▶ [Problem to solve]:
Extract the complete listing and repeat it word for word.

--- Start Records for the exercise ---

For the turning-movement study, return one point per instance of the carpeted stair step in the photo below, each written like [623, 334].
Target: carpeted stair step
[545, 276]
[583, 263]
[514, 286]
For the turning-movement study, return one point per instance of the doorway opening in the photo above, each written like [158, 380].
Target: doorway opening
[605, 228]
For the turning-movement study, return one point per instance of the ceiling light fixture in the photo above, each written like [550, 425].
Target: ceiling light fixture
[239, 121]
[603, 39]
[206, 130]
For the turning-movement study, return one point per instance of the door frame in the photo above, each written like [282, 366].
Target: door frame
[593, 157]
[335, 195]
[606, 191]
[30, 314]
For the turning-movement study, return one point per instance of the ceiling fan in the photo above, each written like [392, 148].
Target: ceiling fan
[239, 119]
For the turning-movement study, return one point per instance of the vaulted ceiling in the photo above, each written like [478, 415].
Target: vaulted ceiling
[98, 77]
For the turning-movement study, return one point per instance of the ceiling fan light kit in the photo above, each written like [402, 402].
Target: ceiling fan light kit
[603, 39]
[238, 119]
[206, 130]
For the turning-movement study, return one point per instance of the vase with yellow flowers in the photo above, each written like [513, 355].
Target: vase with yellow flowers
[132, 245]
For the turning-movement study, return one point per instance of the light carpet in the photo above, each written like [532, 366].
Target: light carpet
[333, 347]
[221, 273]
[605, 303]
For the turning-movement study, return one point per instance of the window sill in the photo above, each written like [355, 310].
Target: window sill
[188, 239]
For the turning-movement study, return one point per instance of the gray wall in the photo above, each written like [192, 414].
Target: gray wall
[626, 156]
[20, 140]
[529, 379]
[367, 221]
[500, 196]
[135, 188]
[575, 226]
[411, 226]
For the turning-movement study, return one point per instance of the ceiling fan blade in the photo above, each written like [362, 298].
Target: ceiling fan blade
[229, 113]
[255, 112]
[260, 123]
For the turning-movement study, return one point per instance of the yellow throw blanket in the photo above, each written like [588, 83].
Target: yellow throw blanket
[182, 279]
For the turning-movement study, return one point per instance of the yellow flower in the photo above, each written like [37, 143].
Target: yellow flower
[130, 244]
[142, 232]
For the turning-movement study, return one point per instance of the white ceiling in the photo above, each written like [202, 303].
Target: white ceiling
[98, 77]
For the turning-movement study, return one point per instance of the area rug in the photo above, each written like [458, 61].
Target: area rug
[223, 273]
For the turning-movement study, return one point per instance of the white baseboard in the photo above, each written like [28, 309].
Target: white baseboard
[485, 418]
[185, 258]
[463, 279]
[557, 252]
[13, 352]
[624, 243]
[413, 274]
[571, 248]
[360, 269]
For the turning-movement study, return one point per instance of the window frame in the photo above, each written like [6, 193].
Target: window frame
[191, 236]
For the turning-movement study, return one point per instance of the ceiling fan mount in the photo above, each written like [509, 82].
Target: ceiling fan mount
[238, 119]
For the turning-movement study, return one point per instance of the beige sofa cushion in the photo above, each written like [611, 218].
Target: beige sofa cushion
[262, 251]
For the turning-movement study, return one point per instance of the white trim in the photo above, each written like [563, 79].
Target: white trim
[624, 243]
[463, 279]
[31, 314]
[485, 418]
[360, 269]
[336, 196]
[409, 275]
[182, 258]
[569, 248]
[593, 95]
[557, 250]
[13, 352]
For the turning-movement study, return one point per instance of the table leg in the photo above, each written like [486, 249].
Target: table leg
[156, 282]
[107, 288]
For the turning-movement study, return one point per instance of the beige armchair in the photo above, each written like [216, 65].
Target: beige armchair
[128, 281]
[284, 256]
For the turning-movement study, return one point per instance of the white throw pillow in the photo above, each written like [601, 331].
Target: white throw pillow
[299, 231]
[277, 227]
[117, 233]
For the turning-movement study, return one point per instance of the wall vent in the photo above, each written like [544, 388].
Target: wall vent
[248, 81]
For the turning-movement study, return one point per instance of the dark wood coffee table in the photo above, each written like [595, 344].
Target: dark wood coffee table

--- End Records for the exercise ---

▶ [Answer to this task]:
For the turning-movement study, return one point per instance of the carpeted stair step in the photo below, each written like [623, 334].
Target: carpeted stair step
[545, 276]
[583, 263]
[514, 286]
For the turning-movement study, return one point per instance of the doorway opening in the photo above, each written like [158, 380].
Target: doorway opening
[605, 228]
For the turning-movement study, return one point per instance of the ceiling light fixture in the photo above, each written like [550, 425].
Target: ceiling light fixture
[239, 121]
[603, 39]
[206, 130]
For the turning-movement study, return one point per instance of the door frame in the photo above, each written like [282, 366].
Target: door frame
[593, 157]
[335, 195]
[606, 191]
[30, 314]
For the turning-movement study, return one point per instance of the ceiling fan in the photo above, each written like [392, 148].
Target: ceiling fan
[239, 119]
For the turning-movement study, return one point per instance of the vaulted ceiling in the photo above, each written like [478, 415].
Target: vaulted ceiling
[98, 77]
For the turning-movement study, return one point per instance of the ceiling fan light kit in the photo above, each written like [402, 402].
Target: ceiling fan light kit
[603, 39]
[238, 119]
[206, 130]
For the turning-movement study, return one point per instance of the vase with yellow flowers in the photo above, each written like [513, 355].
Target: vase with yellow flowers
[132, 245]
For the turning-movement study, return one point per instance of the light carpet in the photo above, each written like [532, 366].
Target: light carpet
[333, 347]
[221, 273]
[605, 303]
For the turning-movement study, return one point per instance of the window sill in the photo above, each written like [355, 310].
Target: window sill
[188, 239]
For the turning-movement study, return one point per instance of the gray wall in the photo above, each written like [192, 414].
Target: gray wall
[626, 156]
[20, 140]
[529, 379]
[367, 221]
[500, 196]
[135, 188]
[575, 226]
[411, 226]
For the turning-movement study, return one point per instance of the ceiling fan blade in the photo above, each written like [362, 298].
Target: ceiling fan blade
[229, 113]
[255, 112]
[260, 123]
For the turning-movement study, return one point per instance of the yellow throw blanket in the photo above, each written like [588, 83].
Target: yellow throw blanket
[182, 279]
For the turning-movement study, return one point per instance of the yellow flower in the photo above, each written like [37, 143].
Target: yellow flower
[130, 244]
[142, 232]
For the turning-movement study, return one point per instance of the white ceiling in the photo above, each written like [202, 303].
Target: white ceiling
[98, 77]
For the turning-movement study, return one point per instance of the area rug in the photo above, each written like [458, 61].
Target: area rug
[223, 273]
For the turning-movement study, return one point per instance of the white baseboard in the photo above, each written like [28, 309].
Target: white baseboard
[485, 418]
[185, 258]
[463, 279]
[557, 252]
[13, 352]
[624, 243]
[413, 274]
[571, 248]
[360, 269]
For the turning-movement study, return one point per instance of the window frame in the photo above, each written like [6, 193].
Target: window frame
[191, 236]
For the turning-movement study, return one point per instance of the ceiling fan mount in the photo above, each written like [509, 82].
Target: ceiling fan mount
[238, 119]
For the turning-movement study, return one point per instance of the beige sofa cushion in the photo above, each written like [611, 218].
Target: beige sofa cushion
[262, 251]
For the turning-movement study, return one point per instance of the white trim in the photo above, each written like [563, 79].
Target: white trim
[624, 243]
[463, 279]
[31, 314]
[485, 418]
[360, 269]
[336, 196]
[409, 275]
[182, 258]
[569, 248]
[593, 95]
[557, 250]
[13, 352]
For the turning-movement study, return one point per instance of the table leg in the photo above, each written like [486, 249].
Target: table leg
[156, 282]
[107, 288]
For the turning-movement study, return one point per instance of the beige armchair in the photo above, each written like [216, 65].
Target: beige armchair
[128, 281]
[284, 256]
For the turning-movement study, return one point per instance of the white throw pillow in the photo above, each written like [601, 331].
Target: white throw pillow
[299, 231]
[277, 227]
[117, 233]
For the turning-movement study, return one point per instance of the wall vent in the photo above, each written like [544, 388].
Target: wall vent
[248, 81]
For the turning-movement study, return one point per instance of the dark wood coffee table in the photo above, each written like [595, 344].
Target: dark wood coffee table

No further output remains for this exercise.